Trecho do texto |
____________________

SÃO PAULO, SP (FOLHAPRESS) – A obesidade tem agora uma diretriz brasileira inédita, focada especificamente no seu tratamento como forma de prevenir doenças cardiovasculares. A doença crônica é considerada um dos principais determinantes de problemas no coração e metabolismo, segundo as entidades de saúde responsáveis pelo documento.
A diretriz, divulgado na última sexta-feira (19), foi elaborado em conjunto por cinco sociedades médicas -entre elas a Abeso (Associação Brasileira para o Estudo da Obesidade) e a SBC (Sociedade Brasileira de Cardiologia).
O autor principal José Francisco Kerr Saraiva, assessor científico da SOCESP (Sociedade de Cardiologia do Estado de São Paulo), explica que a ideia era criar “um documento que converse com o clínico geral, médico de família, o geriatra, o ginecologista e não somente com o endócrino e o cardiologista”.
O documento propõe que todos os adultos com sobrepeso ou obesidade tenham seu risco cardiovascular avaliado de maneira padronizada.
Marcello Bertoluci, coordenador do Departamento de Cardiometabolismo da ABESO e também autor, explica que essa mudança amplia a precisão do cuidado. “O principal motivo do surgimento dessa diretriz é o advento de novas medicações que podem reduzir o risco cardiovascular em pessoas com obesidade, especialmente os agonistas do GLP-1 e agora também os agonistas duais como a tirzepatida”.
MUDANÇA NA AVALIAÇÃO DE RISCO
A prática clínica usava principalmente o índice de massa corporal (IMC) nas avaliações. A orientação agora é que o risco seja medido também pelo escore Prevent (sigla que vem do inglês “predicting risk of cardiovascular disease events”, na tradução para o português “predição do risco de eventos cardiovasculares”) da American Heart Association, ferramenta internacional que calcula a probabilidade de infarto, acidente vascular cerebral e insuficiência cardíaca em dez anos.
O especialista cita que o foco deve ser na saúde do coração, e não apenas no peso. Um paciente pode ter obesidade sem apresentar outros fatores de risco, enquanto outro com apenas sobrepeso, mas com comorbidades associadas, pode estar em alto risco.
Kerr Saraiva ressalta que a diretriz “vem atender uma necessidade da população brasileira, uma necessidade não atendida”, já que a obesidade é o fator de risco mais prevalente no país, “mais que diabetes, mais que hipertensão, mais do que hipercolesterolemia”. Ele critica a banalização da condição e defende campanhas públicas para conscientizar a população.

____________________

Dados fornecidos |
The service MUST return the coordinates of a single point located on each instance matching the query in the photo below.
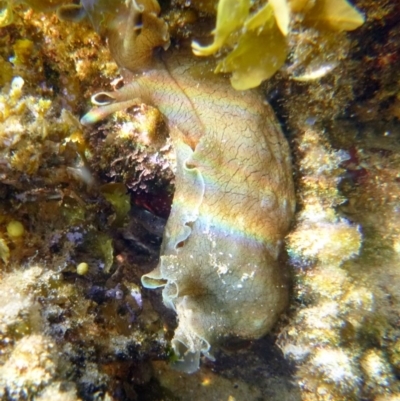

____________________

Lista de atividades |
• 1. Segundo a matéria sobre a diretriz brasileira de obesidade, o que o escore Prevent calcula?
• 2. Prossiga com a matéria sobre a diretriz brasileira de obesidade, começando logo após a última frase apresentada.

Respostas |
• 1. Ele calcula a probabilidade de infarto, acidente vascular cerebral e insuficiência cardíaca em dez anos.

• 2.
NOVOS MEDICAMENTOS
Bertoluci explica também que existem novas evidências científicas que mostram que a perda de peso está associada à redução de fatores de risco e eventos cardiovasculares a longo prazo em quem perde mais de 10% do peso.
A diretriz também estabelece metas sobre a perda de peso. A redução de 5% já é suficiente para melhorar pressão arterial e perfil lipídico, retardando o surgimento do diabetes. Para quem tem risco moderado ou alto, a recomendação é buscar uma redução de 10% ou mais, o que está associado à queda de eventos cardiovasculares no longo prazo.
O documento aborda a incorporação de novos medicamentos para obesidade, como a semaglutida e a tirzepatida, que não apenas promovem perda de peso expressiva, mas também mostraram impacto direto em desfechos cardíacos.
No entanto, José Francisco Kerr Saraiva afirma que esses tratamentos são acessíveis para cerca de 15% da população brasileira, o que coloca em evidência um abismo de acesso. Diante dessa disparidade, a expectativa é que a diretriz democratize e amplie o acesso a tais medicamentos à população que utiliza SUS (Sistema Único de Saúde).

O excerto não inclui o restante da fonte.